### WRITTEN INSTRUCTION
Put the entries below into a Markdown table with two columns, Row and Line. Number each non-blank line in order and leave out blank lines.

### DATA LINES

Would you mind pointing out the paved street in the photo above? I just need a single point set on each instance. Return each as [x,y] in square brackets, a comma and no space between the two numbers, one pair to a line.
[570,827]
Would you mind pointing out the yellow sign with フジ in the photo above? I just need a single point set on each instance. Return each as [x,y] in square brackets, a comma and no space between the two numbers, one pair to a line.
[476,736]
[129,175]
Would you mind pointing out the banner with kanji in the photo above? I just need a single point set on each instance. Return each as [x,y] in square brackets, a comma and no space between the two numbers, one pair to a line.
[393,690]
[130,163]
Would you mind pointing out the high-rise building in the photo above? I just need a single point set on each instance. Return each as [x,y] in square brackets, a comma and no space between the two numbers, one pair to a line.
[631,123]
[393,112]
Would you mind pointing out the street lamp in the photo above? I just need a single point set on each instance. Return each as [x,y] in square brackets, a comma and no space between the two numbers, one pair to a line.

### SOLUTION TO THE PROBLEM
| Row | Line |
|---|---|
| 1 | Would you mind pointing out the paved street in the photo above? I just need a single point set on each instance. Return each as [x,y] in square brackets, a comma and no space between the two numbers, one pair to a line. |
| 2 | [570,827] |
| 3 | Would you mind pointing out the yellow sign with フジ in the photo above? I just need a single point set on each instance. Return each as [x,y] in square brackets, a comma and no space between the two numbers, one pair to a line. |
| 4 | [476,736] |
| 5 | [129,175] |
| 6 | Would you mind pointing out the banner with kanji in the photo above? I just need a single point set on each instance. Return each as [x,y] in square brackets, a comma and no space between the two numbers, one pair to a line. |
| 7 | [393,690] |
| 8 | [130,163] |
| 9 | Would you mind pointing out the high-rise building in the photo above? I just need a single point set on each instance. Return each as [x,y] in square brackets, a comma and no space between the two numbers, one pair to a line. |
| 10 | [631,123] |
| 11 | [393,112] |
| 12 | Would you mind pointing out the street lamp in the photo above? I just need a single point set on each instance. Return each as [x,y] in square brackets, a comma and no space between the two numbers, one pair to a line. |